(Exercise goal):
Give back the rows below word for word, but leave out the pictures.

(Rows from a pointing dataset):
· · · · ·

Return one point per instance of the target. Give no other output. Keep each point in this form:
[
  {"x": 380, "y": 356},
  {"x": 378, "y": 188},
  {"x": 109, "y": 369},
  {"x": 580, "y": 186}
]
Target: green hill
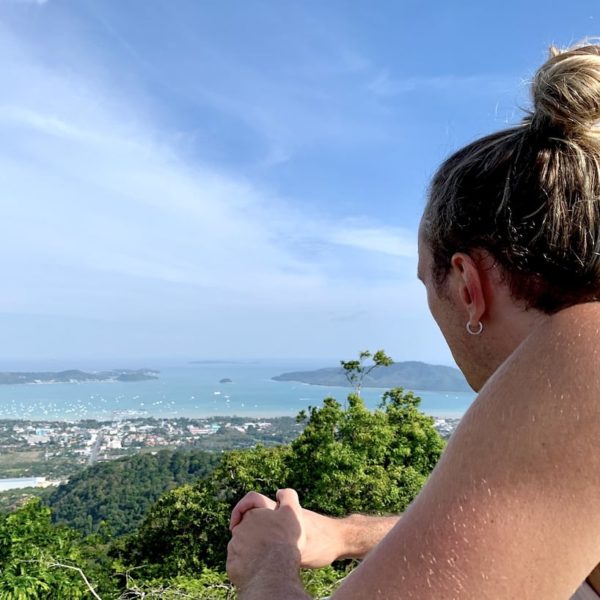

· · · · ·

(Complete answer):
Return one point per instance of the target. Give no other output. Keep each point in this form:
[
  {"x": 380, "y": 356},
  {"x": 378, "y": 188},
  {"x": 109, "y": 369},
  {"x": 580, "y": 186}
]
Target: green hill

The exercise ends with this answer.